## Task requirements
Keeping every word and mark, copy all of the data.

[Point localization data]
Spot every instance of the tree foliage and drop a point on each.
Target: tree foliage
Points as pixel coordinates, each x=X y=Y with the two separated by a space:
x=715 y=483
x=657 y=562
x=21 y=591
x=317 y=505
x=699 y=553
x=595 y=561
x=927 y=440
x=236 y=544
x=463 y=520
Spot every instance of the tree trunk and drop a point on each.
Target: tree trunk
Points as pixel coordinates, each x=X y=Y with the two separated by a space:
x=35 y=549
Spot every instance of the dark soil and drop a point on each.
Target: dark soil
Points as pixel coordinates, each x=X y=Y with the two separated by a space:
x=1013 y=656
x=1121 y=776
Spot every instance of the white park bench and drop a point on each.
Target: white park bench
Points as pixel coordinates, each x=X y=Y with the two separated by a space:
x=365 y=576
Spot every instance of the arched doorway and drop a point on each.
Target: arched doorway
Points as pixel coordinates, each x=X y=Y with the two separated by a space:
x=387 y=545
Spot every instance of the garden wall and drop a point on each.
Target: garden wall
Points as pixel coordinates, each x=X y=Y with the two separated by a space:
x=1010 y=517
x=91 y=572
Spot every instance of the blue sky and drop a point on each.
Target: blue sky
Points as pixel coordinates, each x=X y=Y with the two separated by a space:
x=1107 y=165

## Answer box
Spot every instance of the tree foliage and drop a point on each.
Target: tree foliage
Points as pixel coordinates, each x=X y=Y with the two separated by a space:
x=715 y=483
x=657 y=562
x=21 y=591
x=317 y=505
x=699 y=553
x=595 y=561
x=927 y=440
x=236 y=544
x=463 y=520
Spot every instance of the tree trunk and drop a point on each.
Target: tree trunk
Points as pixel coordinates, each x=X y=Y with the two separated by a space:
x=35 y=549
Spot every instance of the dark soil and drop a point on each.
Target: dark soil
Points as pixel coordinates, each x=X y=Y with the two separated by a space:
x=1013 y=656
x=1121 y=776
Spot every instance of the white park bench and drop a point on each.
Target: white park bench
Points as pixel coordinates, each x=X y=Y with the two separated by a space:
x=365 y=576
Spot every instance of the arched doorway and drop a point on each.
Target: arched doorway
Points as pixel coordinates, each x=X y=Y with the two separated by a space:
x=387 y=545
Spot every instance of the garden wall and drop a point on each.
Target: garden wall
Points as pixel coordinates, each x=X y=Y with the two separated by a space:
x=1010 y=517
x=91 y=572
Spot every instance of the blue sky and drop a point on each.
Target: blue sky
Points as pixel coordinates, each x=X y=Y with the two separated by a space:
x=1107 y=165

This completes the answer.